There’s quite a lot wrong and not much right with ‘Tammy’, starring Melissa McCarthy and Susan Sarandon

 

1507 Film review pic Tammy DC

HOLD ON TIGHT 'Tammy' stars Melissa McCarthy (left) and Susan Sarandon.

The road to nowhere


Danial Carey

IF you type ‘Falling Down restaurant scene’ into Google, you’re likely to be see a trailer for the new Melissa McCarthy vehicle ‘Tammy’. This may persuade you to think that if you enjoyed ‘Falling Down’, you’ll like ‘Tammy’. Don’t bet on it.
For those of you who haven’t seen it, Joel Schumacher’s 1993 crime drama starred Michael Douglas as William Foster, who goes on a violent rampage across Los Angeles. It includes a scene at a food-food restaurant in which Foster, told it is too late to order breakfast, pulls out a gun.
He then orders a ‘double Whammyburger with cheese’, but is enraged to be handed a ‘sorry, miserable, squashed thing’, rather than the enticing product – ‘plump, juicy, three inches thick’ – advertised above the counter. “Can anybody tell me what’s wrong with this picture?” he wonders aloud.
Well, there’s quite a lot wrong with ‘Tammy’, although it also includes two memorable scenes set in fast-food restaurants. It’s a personal project for McCarthy; she wrote it with her husband, Ben Falcone, who directs and plays a small part.
McCarthy was hilarious in ‘Bridesmaids’ and decent in ‘The Heat’ with Sandra Bullock, even if she is playing essentially the same character over and over. But the missed opportunity that was ‘Identity Thief’ (in which she played the titular con artist alongside Jason Bateman) was a work of cinematic genius compared to ‘Tammy’.
What do you do if your most forgettable recent work was ‘a road trip with too few laughs’ – this newspaper’s description of ‘Identity Thief’? Well, if you’re McCarthy, you plot another road trip with almost no laughs, or structure.
There’s plenty of talent involved in the picture, even if the casting is a bit odd. McCarthy (aged 43) plays Tammy, whose mother is played by Allison Janney (54) from ‘The West Wing’, while Susan Sarandon (66) plays Pearl, the cash-rich grandmother who joins her on the road. Toni Collette, Kathy Bates, Sandra Oh and Dan Aykroyd also feature.
The eponymous character is having a bad day. She’s wrecked her car, got fired from her job at a greasy burger joint, and returns home to find her husband carrying on with a neighbouring woman.
For reasons never made clear, her response is to leave the house and hit the road, with cash and car provided by her maternal granny. Given Sarandon’s involvement, comparisons with ‘Thelma and Louise’ are inevitable, which does not work in the newer movie’s favour.

**Problems and tasks**:
1) According to the film review, why is "Tammy" a personal project for Melissa McCarthy? Answer in one to three sentences.
2) In the film review, which earlier film is named as the one inevitably compared with "Tammy" because Susan Sarandon is involved?
3) List every actor the film review names as appearing in "Tammy."
None of the data is needed here.

Dataset excerpts
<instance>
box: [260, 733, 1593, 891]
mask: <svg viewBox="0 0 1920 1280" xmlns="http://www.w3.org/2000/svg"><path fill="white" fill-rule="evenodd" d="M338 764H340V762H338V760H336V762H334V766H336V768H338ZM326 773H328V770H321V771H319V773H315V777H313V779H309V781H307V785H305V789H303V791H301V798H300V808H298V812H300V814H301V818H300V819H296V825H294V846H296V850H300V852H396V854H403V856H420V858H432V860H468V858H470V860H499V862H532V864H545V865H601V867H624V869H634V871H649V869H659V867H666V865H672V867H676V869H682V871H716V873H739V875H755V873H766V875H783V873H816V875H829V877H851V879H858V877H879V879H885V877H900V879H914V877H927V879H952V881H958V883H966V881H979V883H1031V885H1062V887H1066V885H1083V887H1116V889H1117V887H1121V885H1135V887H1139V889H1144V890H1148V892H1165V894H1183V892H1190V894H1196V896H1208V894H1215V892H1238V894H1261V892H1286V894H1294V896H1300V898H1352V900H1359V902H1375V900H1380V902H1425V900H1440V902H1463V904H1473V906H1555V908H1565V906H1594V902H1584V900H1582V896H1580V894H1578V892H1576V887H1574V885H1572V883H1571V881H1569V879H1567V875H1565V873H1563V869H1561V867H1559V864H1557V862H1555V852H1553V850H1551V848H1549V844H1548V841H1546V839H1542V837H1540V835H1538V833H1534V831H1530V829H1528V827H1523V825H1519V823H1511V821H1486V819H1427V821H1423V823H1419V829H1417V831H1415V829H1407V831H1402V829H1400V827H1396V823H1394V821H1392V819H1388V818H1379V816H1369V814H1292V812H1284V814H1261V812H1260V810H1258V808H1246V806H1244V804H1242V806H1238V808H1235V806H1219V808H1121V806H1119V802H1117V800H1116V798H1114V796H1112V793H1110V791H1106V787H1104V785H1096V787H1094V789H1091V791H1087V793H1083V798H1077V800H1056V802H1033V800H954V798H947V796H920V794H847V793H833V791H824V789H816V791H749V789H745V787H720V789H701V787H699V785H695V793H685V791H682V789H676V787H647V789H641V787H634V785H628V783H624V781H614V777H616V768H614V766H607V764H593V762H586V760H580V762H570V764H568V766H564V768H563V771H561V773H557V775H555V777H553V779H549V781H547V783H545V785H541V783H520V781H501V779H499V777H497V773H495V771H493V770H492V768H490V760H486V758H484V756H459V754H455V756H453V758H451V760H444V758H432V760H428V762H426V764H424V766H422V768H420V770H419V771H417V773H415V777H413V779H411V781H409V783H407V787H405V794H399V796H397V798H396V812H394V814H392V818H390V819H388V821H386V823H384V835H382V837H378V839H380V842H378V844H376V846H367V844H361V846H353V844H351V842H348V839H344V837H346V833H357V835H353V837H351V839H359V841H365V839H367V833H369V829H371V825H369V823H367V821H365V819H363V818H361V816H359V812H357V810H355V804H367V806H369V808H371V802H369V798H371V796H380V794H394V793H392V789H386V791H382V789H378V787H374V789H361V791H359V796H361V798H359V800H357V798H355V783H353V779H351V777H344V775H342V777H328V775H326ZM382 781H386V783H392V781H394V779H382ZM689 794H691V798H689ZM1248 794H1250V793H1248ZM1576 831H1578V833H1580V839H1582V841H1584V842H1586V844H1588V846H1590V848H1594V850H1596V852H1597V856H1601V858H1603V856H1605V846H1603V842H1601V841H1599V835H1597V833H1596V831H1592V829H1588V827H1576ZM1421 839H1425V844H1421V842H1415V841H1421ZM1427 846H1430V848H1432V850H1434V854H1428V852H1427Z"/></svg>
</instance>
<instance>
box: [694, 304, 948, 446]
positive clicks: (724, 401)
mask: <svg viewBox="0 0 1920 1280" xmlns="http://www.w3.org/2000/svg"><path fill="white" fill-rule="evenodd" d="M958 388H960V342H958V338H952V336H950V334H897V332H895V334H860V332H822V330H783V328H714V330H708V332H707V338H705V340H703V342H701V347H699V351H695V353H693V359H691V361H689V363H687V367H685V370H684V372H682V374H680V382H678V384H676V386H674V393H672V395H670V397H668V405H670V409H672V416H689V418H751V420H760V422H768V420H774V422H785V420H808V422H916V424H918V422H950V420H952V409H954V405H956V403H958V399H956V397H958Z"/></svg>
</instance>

**Solutions below**:
1) It is a personal project because McCarthy wrote it with her husband, Ben Falcone. He also directs the film and plays a small part in it.

2) "Thelma and Louise."

3) Melissa McCarthy, Allison Janney, Susan Sarandon, Toni Collette, Kathy Bates, Sandra Oh, Dan Aykroyd, Ben Falcone